**DIRECTIVE 1**:
List every city that the text on stock and currency markets names as a location of a stock exchange.
**DIRECTIVE 2**:
According to the text on stock and currency markets, what is the approximate daily turnover of the Forex market?

**TEXT SEGMENT**:
Exactly, the price agreed. This is where jack-in-the-box leads to total centralization! All of stock trades MUST go through the single specialist. It totally controls the trades and prices being able to manipulate the quotes it is offering to accommodate its needs. For example, too many seller’s VS few buyers and there is a big chance that stocks left unsold. No deal here for the specialist who here widens a spread or increases the transaction cost to please the sellers. And yes… new sellers are unwelcome in the market.

Stock market = centralized, Forex = decentralized

Stock market counts many “team players” across the Globe: the New York Stock Exchange, that one in London, Hong Kong and other million-citizens-cities. Though different nations, there is only one price that each stock deals with.

The Forex market structure is quite different: there is no single price for a given currency at any time. As result, quotes from currency dealers vary.

In this globalized economy where many businesses have an international exposure the currency exchange does matter for completing transactions.

For example, Honda makes cars in Japan. Then it ships those certainly brilliant machine pieces to the U.S. were common Americans will exchange those cars for their green dollars. And there are the Japanese workers in the country of the rising sun – they expect those dollars to be exchanged for Yens and be paid in their national currency.

And so the companies turn to Forex. Basically, it makes up the whole currency trading “galaxy” where there is a tough struggling between dealers for the best deal.

And there is a big chance to catch a good fish with a daily Forex market turnover of about $4.0 trillion.

That is more than $500 a day for every man, woman and child on this planet.

The huge trading volume represents the largest asset class leading to very high liquidity. The variety of factors affecting exchange rates really struck the mind. And again, in comparison to stocks, you can trade Forex wherever you are – with Internet at hand.

The Forex Hierarchy

Even such looking chaos can sometimes be put into order and have its levels. It is also about Forex market.

**ITEMS**:

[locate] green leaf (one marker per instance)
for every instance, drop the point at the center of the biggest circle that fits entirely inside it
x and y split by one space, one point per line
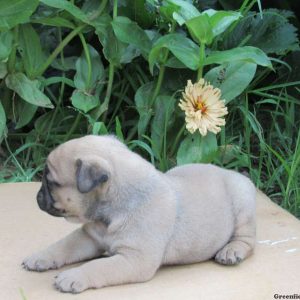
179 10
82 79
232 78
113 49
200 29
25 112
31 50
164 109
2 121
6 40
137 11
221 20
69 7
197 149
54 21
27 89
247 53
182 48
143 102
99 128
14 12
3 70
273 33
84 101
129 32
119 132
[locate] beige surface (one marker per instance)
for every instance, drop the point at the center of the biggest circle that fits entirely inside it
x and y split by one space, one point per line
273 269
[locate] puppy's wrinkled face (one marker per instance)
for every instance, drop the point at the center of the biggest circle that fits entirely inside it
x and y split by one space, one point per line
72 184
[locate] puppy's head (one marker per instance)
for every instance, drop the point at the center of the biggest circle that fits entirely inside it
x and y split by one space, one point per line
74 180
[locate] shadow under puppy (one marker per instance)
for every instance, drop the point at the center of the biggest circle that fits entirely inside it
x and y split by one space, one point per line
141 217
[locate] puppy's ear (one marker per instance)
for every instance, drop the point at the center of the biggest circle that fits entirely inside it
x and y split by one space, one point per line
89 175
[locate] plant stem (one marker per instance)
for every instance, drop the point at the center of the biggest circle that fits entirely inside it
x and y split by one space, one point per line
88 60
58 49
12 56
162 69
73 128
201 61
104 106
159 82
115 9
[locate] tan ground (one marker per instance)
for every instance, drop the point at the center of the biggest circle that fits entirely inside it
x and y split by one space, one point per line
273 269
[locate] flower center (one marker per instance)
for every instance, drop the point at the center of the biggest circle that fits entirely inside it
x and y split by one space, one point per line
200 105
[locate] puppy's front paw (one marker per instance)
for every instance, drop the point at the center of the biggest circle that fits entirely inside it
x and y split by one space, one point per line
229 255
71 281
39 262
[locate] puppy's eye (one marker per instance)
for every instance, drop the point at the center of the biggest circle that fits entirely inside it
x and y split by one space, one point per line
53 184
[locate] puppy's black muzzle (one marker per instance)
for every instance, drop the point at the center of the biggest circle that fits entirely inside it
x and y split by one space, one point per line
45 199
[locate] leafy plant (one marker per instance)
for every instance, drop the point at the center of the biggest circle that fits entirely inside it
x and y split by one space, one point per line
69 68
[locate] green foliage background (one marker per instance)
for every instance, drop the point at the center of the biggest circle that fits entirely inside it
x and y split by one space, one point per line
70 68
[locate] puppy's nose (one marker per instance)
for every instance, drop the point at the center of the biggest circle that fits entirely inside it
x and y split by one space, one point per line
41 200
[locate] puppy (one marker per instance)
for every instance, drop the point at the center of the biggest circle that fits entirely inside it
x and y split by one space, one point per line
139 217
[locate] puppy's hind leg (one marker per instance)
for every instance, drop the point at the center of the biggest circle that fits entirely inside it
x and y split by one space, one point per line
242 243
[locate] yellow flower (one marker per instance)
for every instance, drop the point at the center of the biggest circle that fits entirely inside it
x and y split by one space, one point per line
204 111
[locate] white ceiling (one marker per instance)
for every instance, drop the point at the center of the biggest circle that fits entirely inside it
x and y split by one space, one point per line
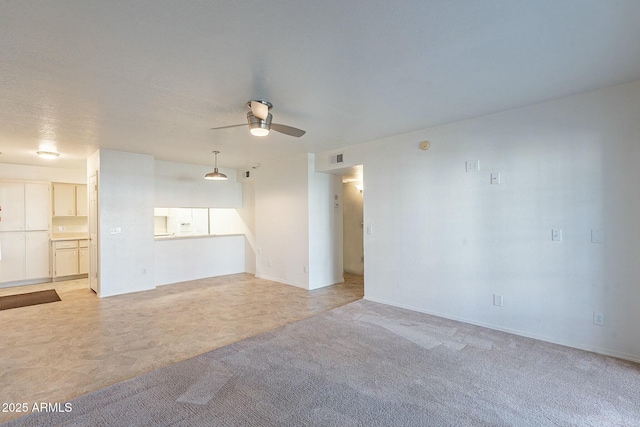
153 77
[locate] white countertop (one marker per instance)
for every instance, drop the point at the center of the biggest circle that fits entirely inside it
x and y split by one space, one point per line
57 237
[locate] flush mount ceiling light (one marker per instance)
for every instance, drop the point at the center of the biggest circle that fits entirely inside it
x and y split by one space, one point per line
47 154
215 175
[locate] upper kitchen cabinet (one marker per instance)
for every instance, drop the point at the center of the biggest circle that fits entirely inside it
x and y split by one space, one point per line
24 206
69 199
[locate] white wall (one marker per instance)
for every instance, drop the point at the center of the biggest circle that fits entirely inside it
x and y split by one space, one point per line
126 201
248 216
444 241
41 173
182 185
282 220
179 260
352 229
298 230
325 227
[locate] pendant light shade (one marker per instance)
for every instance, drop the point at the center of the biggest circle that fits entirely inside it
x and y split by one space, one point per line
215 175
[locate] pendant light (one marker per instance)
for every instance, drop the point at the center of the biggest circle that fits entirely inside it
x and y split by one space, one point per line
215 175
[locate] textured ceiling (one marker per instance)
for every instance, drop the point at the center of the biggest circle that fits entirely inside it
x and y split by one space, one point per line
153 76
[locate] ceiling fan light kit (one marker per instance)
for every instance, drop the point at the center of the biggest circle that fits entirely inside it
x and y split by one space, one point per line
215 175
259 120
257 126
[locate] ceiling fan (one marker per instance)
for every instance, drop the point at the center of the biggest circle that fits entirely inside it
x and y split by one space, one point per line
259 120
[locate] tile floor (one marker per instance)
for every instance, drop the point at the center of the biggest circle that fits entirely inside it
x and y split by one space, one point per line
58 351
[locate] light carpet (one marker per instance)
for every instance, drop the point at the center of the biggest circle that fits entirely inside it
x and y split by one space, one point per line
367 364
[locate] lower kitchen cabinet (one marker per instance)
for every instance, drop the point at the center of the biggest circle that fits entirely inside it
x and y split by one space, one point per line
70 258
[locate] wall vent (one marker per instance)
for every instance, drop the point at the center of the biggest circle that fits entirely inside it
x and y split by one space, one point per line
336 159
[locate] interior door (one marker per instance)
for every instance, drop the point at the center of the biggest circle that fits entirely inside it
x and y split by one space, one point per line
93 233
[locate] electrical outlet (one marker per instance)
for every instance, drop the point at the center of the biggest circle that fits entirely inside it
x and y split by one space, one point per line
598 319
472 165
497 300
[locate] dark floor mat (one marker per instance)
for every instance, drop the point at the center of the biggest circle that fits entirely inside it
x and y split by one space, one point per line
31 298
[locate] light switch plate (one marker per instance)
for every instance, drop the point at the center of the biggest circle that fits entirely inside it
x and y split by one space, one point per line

**CORRECT OUTPUT 1**:
New York, London, Hong Kong

**CORRECT OUTPUT 2**:
About $4.0 trillion.